--- Input material Enclosed Below ---

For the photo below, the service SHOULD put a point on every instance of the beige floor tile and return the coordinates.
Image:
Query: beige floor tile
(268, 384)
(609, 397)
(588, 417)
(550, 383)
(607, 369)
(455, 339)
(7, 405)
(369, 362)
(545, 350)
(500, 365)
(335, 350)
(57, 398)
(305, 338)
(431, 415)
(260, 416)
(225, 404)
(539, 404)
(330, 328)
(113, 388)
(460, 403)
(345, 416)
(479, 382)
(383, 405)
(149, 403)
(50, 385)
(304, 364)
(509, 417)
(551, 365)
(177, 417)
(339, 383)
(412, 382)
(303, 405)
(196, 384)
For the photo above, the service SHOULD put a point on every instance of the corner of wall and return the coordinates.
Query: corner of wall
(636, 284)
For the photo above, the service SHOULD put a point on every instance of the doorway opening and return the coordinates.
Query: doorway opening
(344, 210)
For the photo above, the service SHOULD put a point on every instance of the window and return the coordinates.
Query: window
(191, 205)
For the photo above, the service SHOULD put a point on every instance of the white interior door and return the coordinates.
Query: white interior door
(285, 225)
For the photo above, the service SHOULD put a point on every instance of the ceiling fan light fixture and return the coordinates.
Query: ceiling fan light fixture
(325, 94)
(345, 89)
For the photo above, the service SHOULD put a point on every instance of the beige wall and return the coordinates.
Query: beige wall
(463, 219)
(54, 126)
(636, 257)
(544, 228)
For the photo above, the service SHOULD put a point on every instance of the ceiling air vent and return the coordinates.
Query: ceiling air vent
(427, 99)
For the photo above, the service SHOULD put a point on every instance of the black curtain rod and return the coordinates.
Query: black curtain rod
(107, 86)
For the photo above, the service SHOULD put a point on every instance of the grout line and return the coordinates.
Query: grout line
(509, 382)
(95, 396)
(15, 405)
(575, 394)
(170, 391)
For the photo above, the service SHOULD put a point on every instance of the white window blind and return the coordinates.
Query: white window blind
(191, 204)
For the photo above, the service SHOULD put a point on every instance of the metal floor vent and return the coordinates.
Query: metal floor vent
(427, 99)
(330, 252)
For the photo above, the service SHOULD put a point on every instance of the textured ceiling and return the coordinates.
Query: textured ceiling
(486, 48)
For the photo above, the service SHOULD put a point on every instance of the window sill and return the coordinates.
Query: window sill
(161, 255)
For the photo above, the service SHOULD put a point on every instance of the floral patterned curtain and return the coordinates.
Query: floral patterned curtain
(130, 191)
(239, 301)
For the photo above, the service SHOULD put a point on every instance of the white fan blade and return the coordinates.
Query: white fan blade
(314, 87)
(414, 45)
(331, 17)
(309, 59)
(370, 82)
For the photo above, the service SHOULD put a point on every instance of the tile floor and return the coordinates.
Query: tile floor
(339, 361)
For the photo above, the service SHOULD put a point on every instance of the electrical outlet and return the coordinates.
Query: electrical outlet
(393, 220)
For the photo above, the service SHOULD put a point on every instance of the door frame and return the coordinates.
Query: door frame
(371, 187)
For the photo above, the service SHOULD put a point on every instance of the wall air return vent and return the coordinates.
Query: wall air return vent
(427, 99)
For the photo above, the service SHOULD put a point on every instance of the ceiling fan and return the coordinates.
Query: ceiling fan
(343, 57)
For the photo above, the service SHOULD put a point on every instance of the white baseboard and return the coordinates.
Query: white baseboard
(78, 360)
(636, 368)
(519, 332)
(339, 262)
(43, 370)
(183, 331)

--- End of Enclosed Input material ---

Task to complete >> Output should match, line for line, the stretch of the material above from the line holding "Query: electrical outlet" through the line holding "return vent and return the coordinates.".

Solution for this task >>
Query: electrical outlet
(393, 220)
For the photo above, the service SHOULD put a point on every instance of the door frame and return the coordinates.
Query: door frame
(371, 187)
For the photo above, the service SHOULD put a point on every instance of the wall air return vent and return the coordinates.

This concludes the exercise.